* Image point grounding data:
************
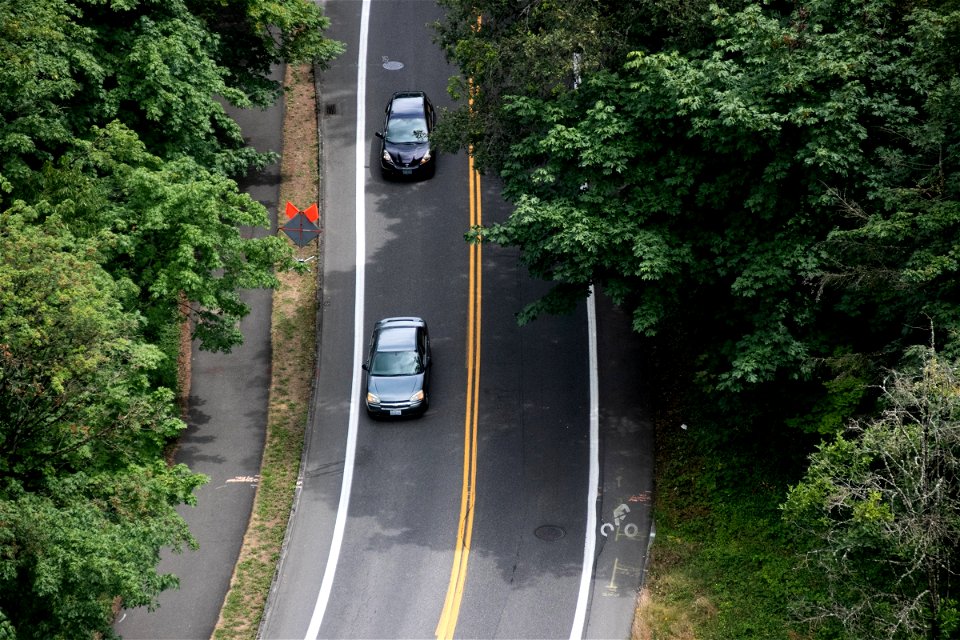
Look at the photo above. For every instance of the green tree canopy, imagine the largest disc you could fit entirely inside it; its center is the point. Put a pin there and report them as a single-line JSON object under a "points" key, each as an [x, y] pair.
{"points": [[882, 504], [86, 500], [782, 197]]}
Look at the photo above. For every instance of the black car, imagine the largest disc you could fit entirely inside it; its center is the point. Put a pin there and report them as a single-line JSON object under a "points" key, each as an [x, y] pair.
{"points": [[405, 140], [398, 369]]}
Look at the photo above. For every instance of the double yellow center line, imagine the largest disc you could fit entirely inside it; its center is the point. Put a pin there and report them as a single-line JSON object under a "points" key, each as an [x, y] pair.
{"points": [[458, 575]]}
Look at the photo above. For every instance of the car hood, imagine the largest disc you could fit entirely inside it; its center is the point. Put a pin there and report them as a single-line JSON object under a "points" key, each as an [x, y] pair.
{"points": [[408, 153], [395, 388]]}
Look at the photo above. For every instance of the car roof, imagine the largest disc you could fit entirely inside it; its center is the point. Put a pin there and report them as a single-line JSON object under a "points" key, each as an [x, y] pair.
{"points": [[408, 102], [398, 334]]}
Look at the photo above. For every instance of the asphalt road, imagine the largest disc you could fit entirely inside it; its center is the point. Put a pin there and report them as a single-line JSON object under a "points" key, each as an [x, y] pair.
{"points": [[526, 555], [531, 491]]}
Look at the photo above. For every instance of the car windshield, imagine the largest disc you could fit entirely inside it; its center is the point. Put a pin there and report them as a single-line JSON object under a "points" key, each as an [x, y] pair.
{"points": [[406, 130], [395, 363]]}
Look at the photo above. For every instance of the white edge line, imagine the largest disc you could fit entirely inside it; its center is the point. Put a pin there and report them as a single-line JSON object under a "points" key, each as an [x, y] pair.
{"points": [[361, 151], [590, 539]]}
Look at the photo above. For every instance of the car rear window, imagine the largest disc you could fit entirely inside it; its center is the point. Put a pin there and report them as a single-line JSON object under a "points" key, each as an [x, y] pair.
{"points": [[396, 363], [401, 130]]}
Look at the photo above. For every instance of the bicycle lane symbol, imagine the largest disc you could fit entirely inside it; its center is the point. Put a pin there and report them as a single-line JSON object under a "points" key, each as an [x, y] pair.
{"points": [[617, 527]]}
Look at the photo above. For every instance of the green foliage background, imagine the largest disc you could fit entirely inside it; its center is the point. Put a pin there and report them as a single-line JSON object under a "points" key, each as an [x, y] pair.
{"points": [[120, 216], [769, 187]]}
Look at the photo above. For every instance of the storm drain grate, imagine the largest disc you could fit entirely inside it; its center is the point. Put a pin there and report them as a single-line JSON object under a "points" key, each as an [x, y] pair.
{"points": [[549, 532]]}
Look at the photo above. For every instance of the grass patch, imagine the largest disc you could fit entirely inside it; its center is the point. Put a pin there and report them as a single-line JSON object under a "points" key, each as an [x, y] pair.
{"points": [[293, 338], [723, 564]]}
************
* Directions:
The copy must reproduce every entry exactly while excluding all pictures.

* Written response:
Look at the photo above. For every instance of the green tree canopy, imagine the largest disc you could fit entirely inside it; its center is the point. Put a pin there and report them as a single-line JSON object under a "points" key, each as an [x, y] pair.
{"points": [[882, 504], [86, 500], [782, 197]]}
Look at the photo above. For every instance of the black car, imagine the largest disc you could fit entirely inside it; its center is the point. Put a pin there and report them as a single-line JSON object under a "points" key, each as an [x, y] pair.
{"points": [[405, 140], [398, 369]]}
Look at the photo above. For every instance of the double yellow center line, imagine the largest disc you could fit entirely inside it; its center is the point. Put a pin there and report them as a single-line JSON object under a "points" key, each as an [x, y] pair.
{"points": [[458, 575]]}
Look at the photo above. For every instance of the car hood, imagine the largest disc you could fit entirely inside it; its center is the point. Put a pin there and report them as a single-line JSON object under a "points" key, each as an [x, y] pair.
{"points": [[408, 153], [395, 388]]}
Look at the photo above. For every instance of the car roof, imagine the largest disc you could fit entirely inside it; its center is the point. Put a pin there and report them as a single-line JSON object under a "points" key, each as an [x, y] pair.
{"points": [[408, 102], [398, 334]]}
Look at the photo above. For every instance of the asphalt road, imagine the largest disc you could fit entirely inside it; its center is the point. Put a pin there and report them as a single-line JSON object under a "points" key, each as an [x, y] pair.
{"points": [[526, 555], [531, 491]]}
Look at the photo above. For every instance of the car windshield, imagine the largest disc you could fit entirely inside it; its center is the point. Put a pin there and report them as a single-line JSON object under a "points" key, each as an [x, y] pair.
{"points": [[406, 130], [395, 363]]}
Look at the photo above. For every instance of the white edge line, imagine the largest disc you could fit entirely inside it; its center is the point. Put a pin there and report them as a single-line JSON object under a "points" key, each as an [x, y] pair.
{"points": [[361, 151], [590, 539]]}
Look at the photo above. For every instance of the car rear window, imagine the largest disc you could fit entirely inside it; its center is the point. Put a pin there and report them as a single-line JSON object under a "points" key, each as an [x, y] pair.
{"points": [[396, 363], [401, 130]]}
Look at the photo above. For every instance of the bicycle lane symbol, imagine the largest disc you could fit entirely inside it; its center is the point. Put a pin there and report them as a single-line JSON object under a "points" key, each as an [x, y] pair.
{"points": [[617, 527]]}
Look at the photo above. For every instance of the green foliage background, imagine the largest disc you could fit entirely inside it; its center is the point. Put a pin there and report them as a single-line JSON object under a "points" key, each as an [x, y] pair.
{"points": [[120, 216], [769, 187]]}
Look at the photo above. For every instance of the storm drain grate, imagine the largest disc you could fit entirely inside it; its center is the point. Put a pin there and report them as a single-line JSON object under a "points" key, each as an [x, y] pair.
{"points": [[549, 532]]}
Look at the photo above. For every instance of the grass patch, imagine the largest disc you could fit entirely inside it; its center is the point. Put a pin there and report them as a single-line JSON object under a "points" key, each as an [x, y] pair.
{"points": [[293, 338], [723, 564]]}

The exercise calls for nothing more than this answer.